◆ **Consegna a**
Individui e riporti tutte le righe dei dati che contengono la parola "Input".

___ Documento ___

Publie le giovedì 23 settembre 2004 par Open-Publishing

Dazibao Cinema-video - foto Enrico Campofreda


di Enrico Campofreda

Se non abbiamo scelto di vivere, lasciateci almeno la libertà di morire.
Il cileno di Spagna Alejandro Amenábar, dopo il gotico e tenebroso ‘The Others’ cambia
registro e sceglie un tema etico: il diritto all’eutanasia, che ne introduce
uno filosofico: il diritto al libero arbitrio.

Lo fa narrando la storia verissima e toccante dell’ex marinaio galiziano Ramòn
Sampedro, rimasto tetraplegico a seguito d’un distratto tuffo nell’infido mare
di casa. La risacca gli è fatale e il colpo subìto lo lascia completamente paralizzato,
così vive dai venticinque ai cinquantacinque anni, assistito amorevolmente da
cognata, fratello, nipote e padre. Ma ben presto Ramòn ha la nausea di quella
vita-non vita, lui che ha girato il mondo proprio non si vede inchiodato a letto,
con la sola possibilità di muovere la testa e scrivere versi con un pennello
mosso con la bocca. Perciò intraprende una battaglia legale per il riconoscimento
del proprio diritto d’interrompere quello stato che non gli dà più il gusto della
vita. E nel farlo incontra una popolarità crescente e l’appoggio di associazioni
che fanno proprio quello spirito di libertà.

Incontra anche gli occhi dell’avvocatessa Julia (la fascinosa Belén Rueda) che avvicinatolo per sostenerne i princìpi rimane impigliata nella sensibilità di Ramòn, nei suoi sogni, nel suo modo di tener su il morale e lo spirito osservando il cielo e le colline dall’ampia vetrata della sua camera pensando di volarci sopra.

___

◆ **Consegna b**
Risponda alle seguenti domande sulla recensione:
(i) Quale film precedente di Alejandro Amenábar viene citato?
(ii) Dall'età di quanti anni fino a quale età vive paralizzato Ramòn?
(iii) Quale attrice interpreta l'avvocatessa Julia?

___ Righe di dati ___

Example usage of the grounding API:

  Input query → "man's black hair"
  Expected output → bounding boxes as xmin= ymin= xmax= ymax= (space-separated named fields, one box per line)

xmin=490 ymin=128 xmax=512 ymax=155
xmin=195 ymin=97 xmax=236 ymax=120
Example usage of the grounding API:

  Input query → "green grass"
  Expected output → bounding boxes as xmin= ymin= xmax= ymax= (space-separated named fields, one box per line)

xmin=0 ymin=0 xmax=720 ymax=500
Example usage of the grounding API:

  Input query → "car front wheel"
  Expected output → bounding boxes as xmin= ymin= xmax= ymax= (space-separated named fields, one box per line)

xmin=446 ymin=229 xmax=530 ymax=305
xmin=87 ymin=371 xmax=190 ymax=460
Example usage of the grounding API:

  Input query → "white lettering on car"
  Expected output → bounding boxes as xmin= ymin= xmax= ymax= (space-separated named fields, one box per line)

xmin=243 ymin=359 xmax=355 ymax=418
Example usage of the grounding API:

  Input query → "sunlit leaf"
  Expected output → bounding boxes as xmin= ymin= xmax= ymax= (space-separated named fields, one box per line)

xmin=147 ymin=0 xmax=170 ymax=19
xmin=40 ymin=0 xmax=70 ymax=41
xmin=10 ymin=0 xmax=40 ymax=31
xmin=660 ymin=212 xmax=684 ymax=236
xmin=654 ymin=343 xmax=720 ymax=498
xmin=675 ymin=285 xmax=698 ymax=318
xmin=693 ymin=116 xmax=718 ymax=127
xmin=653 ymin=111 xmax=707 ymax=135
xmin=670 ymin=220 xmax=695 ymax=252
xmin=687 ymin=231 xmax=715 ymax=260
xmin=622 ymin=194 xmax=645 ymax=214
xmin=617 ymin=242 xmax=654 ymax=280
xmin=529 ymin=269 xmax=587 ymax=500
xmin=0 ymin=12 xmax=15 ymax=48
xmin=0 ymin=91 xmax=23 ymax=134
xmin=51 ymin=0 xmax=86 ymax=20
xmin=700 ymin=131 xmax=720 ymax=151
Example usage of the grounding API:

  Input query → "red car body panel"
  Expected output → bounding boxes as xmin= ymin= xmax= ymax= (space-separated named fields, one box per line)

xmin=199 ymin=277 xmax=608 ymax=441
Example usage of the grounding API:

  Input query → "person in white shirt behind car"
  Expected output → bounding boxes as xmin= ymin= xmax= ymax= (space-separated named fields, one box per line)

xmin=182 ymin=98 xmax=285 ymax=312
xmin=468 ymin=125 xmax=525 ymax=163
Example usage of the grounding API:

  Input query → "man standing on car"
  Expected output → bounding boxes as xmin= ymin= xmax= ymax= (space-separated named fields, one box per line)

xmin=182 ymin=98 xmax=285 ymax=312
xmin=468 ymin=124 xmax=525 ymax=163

___

◆ **Risposta corretta a**
  Input query → "man's black hair"
  Input query → "green grass"
  Input query → "car front wheel"
  Input query → "white lettering on car"
  Input query → "sunlit leaf"
  Input query → "red car body panel"
  Input query → "person in white shirt behind car"
  Input query → "man standing on car"

◆ **Risposta corretta b**
(i) 'The Others'.
(ii) Dai venticinque ai cinquantacinque anni.
(iii) Belén Rueda.